____ Source material

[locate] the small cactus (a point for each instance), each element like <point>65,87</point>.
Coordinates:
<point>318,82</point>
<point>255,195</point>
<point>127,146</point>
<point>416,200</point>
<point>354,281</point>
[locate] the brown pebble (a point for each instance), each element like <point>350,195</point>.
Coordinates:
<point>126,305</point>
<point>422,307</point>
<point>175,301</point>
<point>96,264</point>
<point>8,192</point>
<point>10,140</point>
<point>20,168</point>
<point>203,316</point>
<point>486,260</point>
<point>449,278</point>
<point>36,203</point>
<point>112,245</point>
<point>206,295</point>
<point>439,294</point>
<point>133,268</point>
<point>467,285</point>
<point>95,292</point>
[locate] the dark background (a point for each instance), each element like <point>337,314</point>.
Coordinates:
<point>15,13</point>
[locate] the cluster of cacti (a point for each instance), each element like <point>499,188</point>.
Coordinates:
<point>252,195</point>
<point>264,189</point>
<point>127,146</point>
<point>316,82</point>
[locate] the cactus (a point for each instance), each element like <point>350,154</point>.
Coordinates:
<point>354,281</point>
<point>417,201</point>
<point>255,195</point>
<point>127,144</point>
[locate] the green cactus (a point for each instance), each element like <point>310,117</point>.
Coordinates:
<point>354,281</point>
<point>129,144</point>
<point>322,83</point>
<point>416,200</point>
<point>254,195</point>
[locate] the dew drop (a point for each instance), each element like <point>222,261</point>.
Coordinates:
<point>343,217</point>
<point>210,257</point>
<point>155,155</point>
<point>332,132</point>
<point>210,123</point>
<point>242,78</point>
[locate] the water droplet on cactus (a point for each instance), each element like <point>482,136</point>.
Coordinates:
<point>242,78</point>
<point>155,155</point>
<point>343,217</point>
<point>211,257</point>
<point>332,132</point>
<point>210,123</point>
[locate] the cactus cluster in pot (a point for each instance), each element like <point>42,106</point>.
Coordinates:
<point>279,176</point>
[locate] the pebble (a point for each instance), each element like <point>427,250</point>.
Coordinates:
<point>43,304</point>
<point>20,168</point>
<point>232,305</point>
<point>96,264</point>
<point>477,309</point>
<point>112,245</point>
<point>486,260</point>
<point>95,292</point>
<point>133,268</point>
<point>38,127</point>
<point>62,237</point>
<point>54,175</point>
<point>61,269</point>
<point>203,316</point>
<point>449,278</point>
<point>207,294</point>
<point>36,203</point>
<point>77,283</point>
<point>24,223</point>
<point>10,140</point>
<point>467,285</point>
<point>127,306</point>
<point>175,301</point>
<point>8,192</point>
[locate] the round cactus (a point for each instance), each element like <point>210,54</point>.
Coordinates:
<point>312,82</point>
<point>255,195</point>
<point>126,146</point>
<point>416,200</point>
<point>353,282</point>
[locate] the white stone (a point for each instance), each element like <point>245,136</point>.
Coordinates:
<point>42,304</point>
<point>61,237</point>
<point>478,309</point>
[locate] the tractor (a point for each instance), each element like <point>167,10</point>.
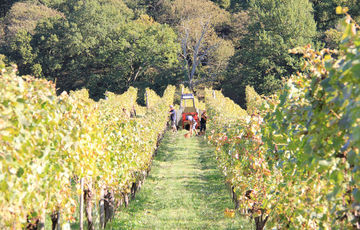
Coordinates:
<point>187,107</point>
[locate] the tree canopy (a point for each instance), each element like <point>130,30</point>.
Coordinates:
<point>113,44</point>
<point>263,58</point>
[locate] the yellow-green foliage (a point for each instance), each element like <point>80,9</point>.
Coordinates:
<point>46,140</point>
<point>253,100</point>
<point>222,108</point>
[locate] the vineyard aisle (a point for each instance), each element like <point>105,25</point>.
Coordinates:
<point>184,190</point>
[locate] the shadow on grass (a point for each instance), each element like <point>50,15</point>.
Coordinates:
<point>185,190</point>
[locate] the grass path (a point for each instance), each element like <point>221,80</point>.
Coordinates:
<point>184,190</point>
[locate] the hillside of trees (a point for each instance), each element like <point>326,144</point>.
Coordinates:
<point>110,45</point>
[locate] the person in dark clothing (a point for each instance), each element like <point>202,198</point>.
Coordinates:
<point>203,122</point>
<point>173,118</point>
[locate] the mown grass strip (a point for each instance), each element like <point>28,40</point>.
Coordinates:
<point>184,190</point>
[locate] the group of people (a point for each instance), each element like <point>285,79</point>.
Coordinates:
<point>191,120</point>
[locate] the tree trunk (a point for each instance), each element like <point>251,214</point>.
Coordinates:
<point>55,219</point>
<point>260,222</point>
<point>88,208</point>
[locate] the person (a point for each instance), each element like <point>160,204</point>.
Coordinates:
<point>193,124</point>
<point>203,122</point>
<point>133,112</point>
<point>173,118</point>
<point>125,113</point>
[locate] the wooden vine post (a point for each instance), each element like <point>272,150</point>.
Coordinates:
<point>81,204</point>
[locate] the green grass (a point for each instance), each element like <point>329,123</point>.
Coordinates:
<point>184,190</point>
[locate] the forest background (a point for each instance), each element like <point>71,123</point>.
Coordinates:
<point>110,45</point>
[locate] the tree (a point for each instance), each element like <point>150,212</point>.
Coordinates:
<point>99,46</point>
<point>199,24</point>
<point>263,58</point>
<point>327,21</point>
<point>18,28</point>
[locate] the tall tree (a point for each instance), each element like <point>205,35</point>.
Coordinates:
<point>199,24</point>
<point>263,57</point>
<point>99,46</point>
<point>327,20</point>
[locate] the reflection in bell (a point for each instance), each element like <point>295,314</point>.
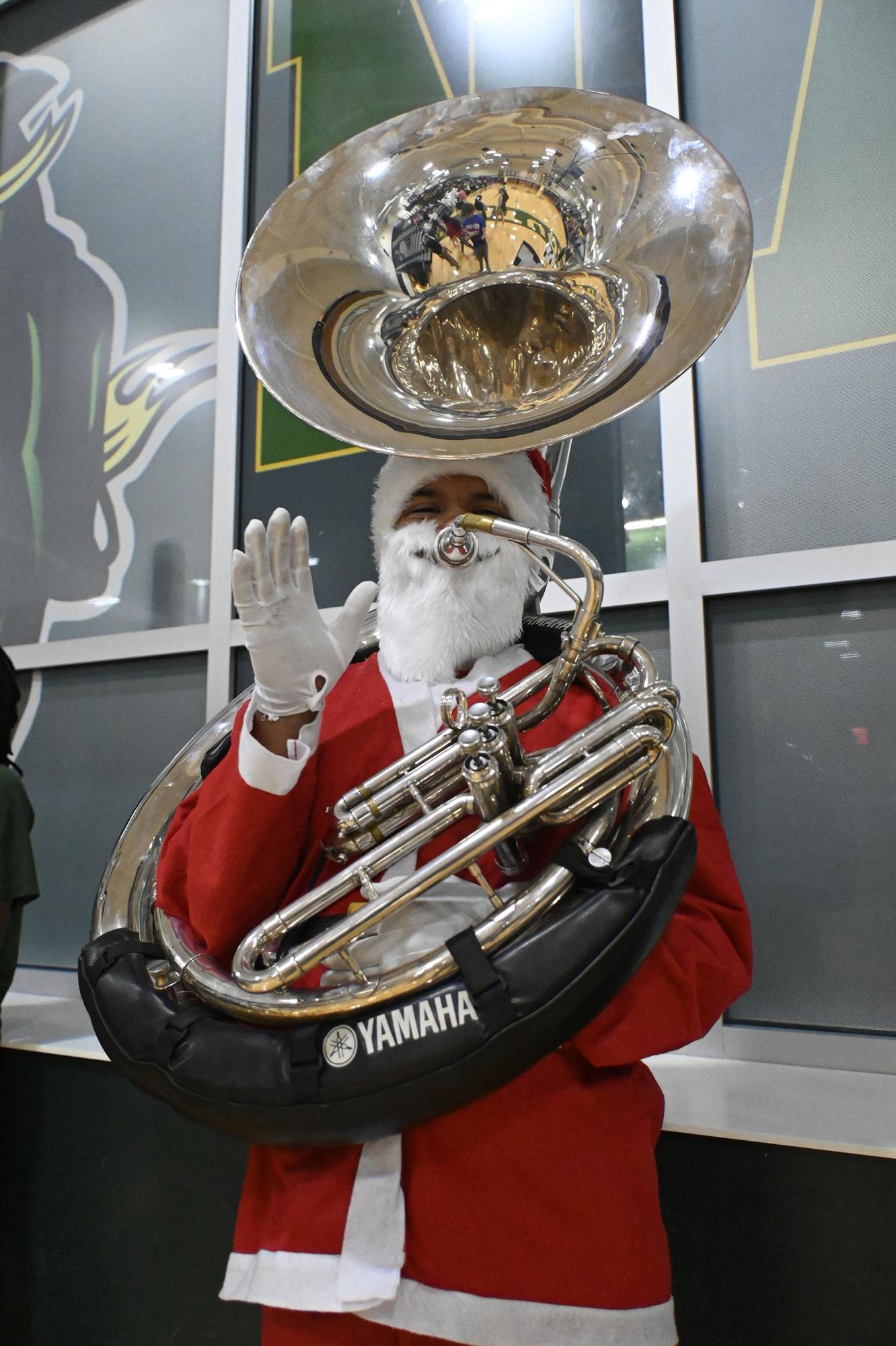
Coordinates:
<point>497,299</point>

________

The records above are to be set down exactly as written, with no images.

> [Completed exercise]:
[locate] the small cactus (a point for each instance), each element like <point>65,87</point>.
Coordinates:
<point>318,82</point>
<point>255,195</point>
<point>127,146</point>
<point>416,200</point>
<point>354,281</point>
[locate] the brown pebble (a point for each instance), each element like <point>350,195</point>.
Coordinates:
<point>126,305</point>
<point>422,307</point>
<point>175,301</point>
<point>96,264</point>
<point>8,192</point>
<point>10,140</point>
<point>20,168</point>
<point>203,316</point>
<point>486,260</point>
<point>449,278</point>
<point>36,203</point>
<point>112,245</point>
<point>206,295</point>
<point>439,294</point>
<point>133,268</point>
<point>467,285</point>
<point>95,292</point>
[locate] the dark background (a point for each instance), each element like <point>337,314</point>.
Coordinates:
<point>15,13</point>
[locate] the cluster of cacti (a point for each instance), each element like <point>499,188</point>.
Coordinates:
<point>252,195</point>
<point>264,189</point>
<point>127,146</point>
<point>316,82</point>
[locate] the cactus (a point for each instance), each element like <point>350,154</point>.
Coordinates:
<point>354,281</point>
<point>417,201</point>
<point>255,195</point>
<point>127,144</point>
[locate] the green cactus (a point for each instance), each element like <point>310,117</point>.
Coordinates:
<point>354,281</point>
<point>129,144</point>
<point>322,83</point>
<point>416,200</point>
<point>254,195</point>
[locate] the dew drop (a point for each instance), each element like <point>222,261</point>.
Coordinates:
<point>343,217</point>
<point>210,257</point>
<point>155,155</point>
<point>332,132</point>
<point>210,123</point>
<point>242,78</point>
[locate] the water droplet on cactus (a point for each instance), each element like <point>482,136</point>.
Coordinates:
<point>242,78</point>
<point>155,155</point>
<point>343,217</point>
<point>211,257</point>
<point>332,132</point>
<point>210,123</point>
[locate] the cactus cluster in pot (a point for each instance), each element like <point>42,106</point>.
Coordinates:
<point>279,176</point>
[locate] the pebble (a point for each instance), each element like <point>427,250</point>.
Coordinates:
<point>43,304</point>
<point>20,168</point>
<point>232,305</point>
<point>96,264</point>
<point>477,309</point>
<point>112,245</point>
<point>486,260</point>
<point>95,292</point>
<point>133,268</point>
<point>38,127</point>
<point>62,237</point>
<point>54,175</point>
<point>61,269</point>
<point>203,316</point>
<point>449,278</point>
<point>207,294</point>
<point>36,203</point>
<point>77,283</point>
<point>24,223</point>
<point>10,140</point>
<point>467,285</point>
<point>127,306</point>
<point>175,301</point>
<point>8,192</point>
[locate] the round cactus (a point for each instance), each element like <point>210,54</point>.
Coordinates:
<point>312,82</point>
<point>255,195</point>
<point>126,146</point>
<point>416,200</point>
<point>353,282</point>
[locate] the white stone (a point for each instance), each element like <point>245,136</point>.
Coordinates:
<point>42,304</point>
<point>61,237</point>
<point>478,309</point>
[locate] the tractor (a point for each instance), each element like <point>167,10</point>.
Coordinates:
<point>187,107</point>
[locate] the tree canopy (a point for each instance), each element like <point>130,30</point>.
Coordinates:
<point>113,44</point>
<point>263,58</point>
[locate] the yellow-green foliage (a point for each instance), each element like <point>80,9</point>.
Coordinates:
<point>46,140</point>
<point>253,100</point>
<point>222,108</point>
[locate] the vineyard aisle (a point for each instance), each element like <point>105,25</point>.
Coordinates:
<point>184,190</point>
[locate] the shadow on grass (a point for each instance), each element like <point>50,15</point>.
Coordinates:
<point>185,190</point>
[locate] the grass path (a point for each instance), each element like <point>221,80</point>.
Coordinates:
<point>184,190</point>
[locate] the hillside of trees (a point for each instance), each element like <point>326,144</point>.
Coordinates:
<point>110,45</point>
[locate] the person in dark clothing (a point for each instance), each element like <point>202,198</point>.
Coordinates:
<point>203,122</point>
<point>173,118</point>
[locate] the mown grass strip (a point for each instance), each element like <point>28,40</point>.
Coordinates:
<point>184,190</point>
[locate] the group of people (a point for each instance), each element like <point>285,79</point>.
Coordinates:
<point>191,120</point>
[locate] the tree trunk (a point for each instance), each element like <point>251,214</point>.
Coordinates:
<point>55,219</point>
<point>260,222</point>
<point>88,208</point>
[locate] the person (a point for each instance), each element like <point>160,204</point>.
Coordinates:
<point>193,124</point>
<point>203,122</point>
<point>133,112</point>
<point>173,118</point>
<point>125,113</point>
[locate] the wooden vine post (a point for each instance), each element like <point>272,150</point>.
Coordinates:
<point>81,204</point>
[locate] the green grass (a point for each instance), each element like <point>329,123</point>.
Coordinates:
<point>184,190</point>
[locate] the forest background (a point for each instance), each element like <point>71,123</point>.
Coordinates:
<point>110,45</point>
[locate] the tree (a point for each instance), each element like <point>150,212</point>.
Coordinates:
<point>99,46</point>
<point>199,24</point>
<point>263,58</point>
<point>327,21</point>
<point>18,28</point>
[locate] the tall tree (a point for each instance), each element like <point>205,35</point>.
Coordinates:
<point>199,24</point>
<point>263,57</point>
<point>99,46</point>
<point>327,20</point>
[locate] the reflection in bell (a point for each instance), each element like <point>295,314</point>.
Coordinates:
<point>497,299</point>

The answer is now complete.